List of tasks:
1. Reproduce the passage about komori between "A good example" and "direction at all.", inclusive.
2. Continue the passage about komori and their memory in Japan, beginning after its final line.

=== Excerpt provided ===

The memory of komori has survived in one other way. Although komori were seen as a social issue, with crude manners and language, many men later idolized the komori that raised them as an “idealized version of maternal love.”59

A good example of this is famed Japanese author Osamu Dazai (太宰治, 1909–1948) who had a komori named Take. In Return to Tsugaru: Travels of a Purple Tramp, first published in November 1944 (Showa 19), he writes about meeting her thirty years after they last met:60

Take was someone whom I particularly wanted to meet during this trip to Tsugaru. I think of her as my own mother. It was close to thirty years since I last saw her, but I had not forgotten her face. I might even say that it is because of her that my life has any direction at all.

Although she had been only thirteen when she took care of the young Dazai, he remembered her as “a mature person in no way different from the Take I now see before me.” He recalls how she taught him to read and took him to a temple to explain Buddhist scrolls with “the pictures of heaven and hell” to teach him about “good and evil.” He even recognizes himself in his former komori:61

When I saw how strongly and freely she showed her affection, I realized how like her I am. It dawned on me that it is as a result of her influence, of the influence of this dear foster mother, that I alone of all my brothers and sisters have such a rustic, such an uncouth side to my character.

Interestingly, Take recounted the meeting with Dazai in an interview with the scholar of Japanese literature Shōichi Sōma (相馬正一, 1929–2013). Her account differs so significantly that it becomes clear that Dazai’s “retelling” in Return to Tsugaru was fiction. Take was surprised about his visit, didn’t understand why he came, and even tried to evade and ignore him.62

In Return to Tsugaru Dazai described a search for love, so he might have been sincere in writing that he learned to express his true feelings from his former komori, and that he thought of her as his own mother. Take however, did not share this feeling.

Another example of this idealized image of komori is the famous children’s song Akatombo (赤とんぼ, Red Dragonfly) by Japanese composer Kōsaku Yamada (山田耕筰, 1886–1965) and poet Rofū Miki (三木露風, 1889–1964).

Written in 1927 (Showa 2), the song is still popular today. In 1989 (Heisei 1), Japanese broadcaster NHK conducted a nationwide survey to discover Japan’s favorite song. Out of over 5,000 songs, Akatombo ranked first.63 The song represents the memories about a neeya (姐や), an elder or big sister (a komori):64

Red Dragonflies

Red dragonflies in the sunset
When was it that I watched them on someone’s back?

=== Data entries ===

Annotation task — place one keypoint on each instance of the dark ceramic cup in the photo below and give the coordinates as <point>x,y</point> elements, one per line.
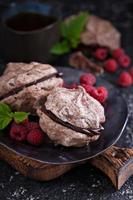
<point>22,45</point>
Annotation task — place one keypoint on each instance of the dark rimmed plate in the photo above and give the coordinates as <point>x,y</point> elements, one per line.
<point>116,119</point>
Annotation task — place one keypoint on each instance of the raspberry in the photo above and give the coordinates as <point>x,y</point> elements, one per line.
<point>25,122</point>
<point>131,72</point>
<point>100,94</point>
<point>87,79</point>
<point>73,86</point>
<point>110,65</point>
<point>118,53</point>
<point>124,61</point>
<point>35,137</point>
<point>18,132</point>
<point>101,53</point>
<point>88,88</point>
<point>32,126</point>
<point>125,79</point>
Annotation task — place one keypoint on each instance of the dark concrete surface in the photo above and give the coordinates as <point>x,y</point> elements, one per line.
<point>84,182</point>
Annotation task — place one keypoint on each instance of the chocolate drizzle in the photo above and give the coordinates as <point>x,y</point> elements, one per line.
<point>18,89</point>
<point>90,132</point>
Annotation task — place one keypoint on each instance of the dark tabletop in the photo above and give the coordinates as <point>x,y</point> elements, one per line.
<point>84,182</point>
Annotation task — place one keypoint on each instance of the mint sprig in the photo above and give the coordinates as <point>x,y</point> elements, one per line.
<point>6,116</point>
<point>70,33</point>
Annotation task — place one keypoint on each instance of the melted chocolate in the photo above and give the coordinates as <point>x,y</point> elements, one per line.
<point>18,89</point>
<point>90,132</point>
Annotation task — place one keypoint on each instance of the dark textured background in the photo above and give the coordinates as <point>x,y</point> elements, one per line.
<point>85,182</point>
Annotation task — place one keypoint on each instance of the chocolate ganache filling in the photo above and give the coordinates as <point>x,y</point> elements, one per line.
<point>86,131</point>
<point>18,89</point>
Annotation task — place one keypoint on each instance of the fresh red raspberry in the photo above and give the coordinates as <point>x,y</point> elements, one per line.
<point>125,79</point>
<point>73,86</point>
<point>18,132</point>
<point>131,72</point>
<point>33,126</point>
<point>70,86</point>
<point>110,65</point>
<point>118,53</point>
<point>87,79</point>
<point>88,88</point>
<point>35,137</point>
<point>25,122</point>
<point>124,61</point>
<point>100,94</point>
<point>101,53</point>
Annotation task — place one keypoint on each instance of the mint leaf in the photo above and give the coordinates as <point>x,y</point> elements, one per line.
<point>4,108</point>
<point>63,29</point>
<point>20,116</point>
<point>4,121</point>
<point>75,27</point>
<point>60,48</point>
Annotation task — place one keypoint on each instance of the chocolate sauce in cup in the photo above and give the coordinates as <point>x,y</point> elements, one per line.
<point>28,32</point>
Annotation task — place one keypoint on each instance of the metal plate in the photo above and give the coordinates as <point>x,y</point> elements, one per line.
<point>116,118</point>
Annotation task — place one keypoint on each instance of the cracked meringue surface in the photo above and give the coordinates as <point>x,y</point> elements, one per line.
<point>75,107</point>
<point>18,75</point>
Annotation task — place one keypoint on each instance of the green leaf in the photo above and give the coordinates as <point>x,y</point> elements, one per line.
<point>4,108</point>
<point>4,121</point>
<point>75,27</point>
<point>63,29</point>
<point>20,116</point>
<point>61,48</point>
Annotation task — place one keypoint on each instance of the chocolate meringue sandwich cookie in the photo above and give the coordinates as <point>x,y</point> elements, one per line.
<point>23,85</point>
<point>71,117</point>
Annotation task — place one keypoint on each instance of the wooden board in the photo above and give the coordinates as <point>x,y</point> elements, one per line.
<point>116,163</point>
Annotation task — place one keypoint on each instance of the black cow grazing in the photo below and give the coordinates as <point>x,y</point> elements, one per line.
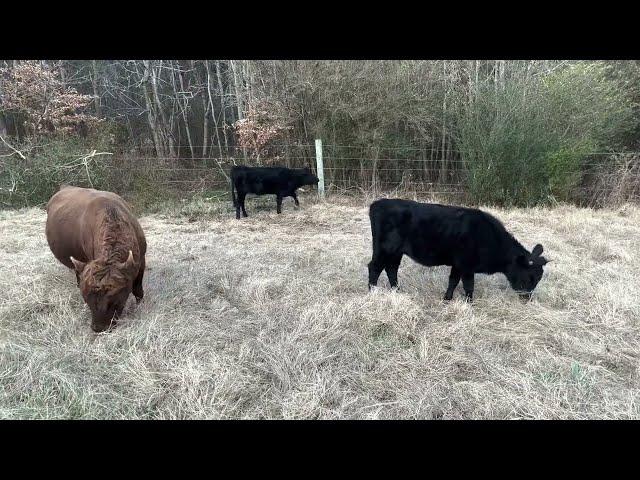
<point>467,239</point>
<point>279,181</point>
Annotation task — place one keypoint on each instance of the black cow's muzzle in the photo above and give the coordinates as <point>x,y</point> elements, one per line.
<point>525,296</point>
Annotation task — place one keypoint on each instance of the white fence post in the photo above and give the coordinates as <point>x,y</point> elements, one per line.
<point>320,167</point>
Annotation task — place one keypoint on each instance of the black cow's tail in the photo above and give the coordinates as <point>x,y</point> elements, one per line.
<point>233,195</point>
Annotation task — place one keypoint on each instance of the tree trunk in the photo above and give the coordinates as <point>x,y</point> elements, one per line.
<point>96,94</point>
<point>223,104</point>
<point>165,127</point>
<point>237,86</point>
<point>151,116</point>
<point>213,112</point>
<point>185,108</point>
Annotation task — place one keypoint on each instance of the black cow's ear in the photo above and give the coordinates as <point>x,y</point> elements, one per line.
<point>537,251</point>
<point>540,261</point>
<point>522,260</point>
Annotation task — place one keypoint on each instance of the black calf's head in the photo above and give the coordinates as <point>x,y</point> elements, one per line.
<point>306,177</point>
<point>525,271</point>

===

Task answers:
1.
A good example of this is famed Japanese author Osamu Dazai (太宰治, 1909–1948) who had a komori named Take. In Return to Tsugaru: Travels of a Purple Tramp, first published in November 1944 (Showa 19), he writes about meeting her thirty years after they last met:60

Take was someone whom I particularly wanted to meet during this trip to Tsugaru. I think of her as my own mother. It was close to thirty years since I last saw her, but I had not forgotten her face. I might even say that it is because of her that my life has any direction at all.

2.
In mountain fields we gathered mulberries
In small baskets
Or was it just a dream?

At fifteen my big sister left home to get married
Her letters have long since ceased to come

A red dragonfly in the sunset
On the tip of a bamboo pole

Notes on Photographs

Komori were a favorite subject of domestic and foreign photographers, as well as a large number of artists. I found a lot more images of komori in my collection than I was aware of. Learning about the actual daily conditions of komori, it became obvious that the great majority of photographs and prints offered a romanticized portrayal of the girls.

One photographer however offers an important exception, Nobukuni Enami (江南信國, 1859–1929). In the second half of the 1910s he shot a series of over 700 photographs of everyday life in Japan, which includes many strikingly honest portraits of komori. The series exhibits a remarkable contrast with Enami’s previous work, which is always beautifully colored and shows a decidedly idyllic view of Japan. Note the Enami photo used as the top image in the first article:

Komori on a country road in the early 1900s
A group of komori on a country road in the early 1900s. Nobukuni Enami, hand colored glass slide.

Then contrast it with the following two images of essentially the same subject matter, a small number of komori:

Japanese komori nursemaids with their charges, 1910s
Komori fishing with their charges on their backs, 1910s. Nobukuni Enami, gelatin silver print.
Two Japanese komori nursemaids with their charges, 1910s
Two komori with their charges, 1910s. Nobukuni Enami, gelatin silver print.

The differences—in expressions, clothing, footwear, location, hairdos, hygiene, poses, etc.—are so obvious that no additional explanations are needed. The black and white photos are profoundly raw and direct.

Over the past few years I have been able to accumulate almost 600 prints of this series. Enami specialist Rob Oechsle—who first discovered Enami’s connection with these photographs—believes that this is now the largest existent collection. All the black and white gelatin silver prints in this extended essay are from this series.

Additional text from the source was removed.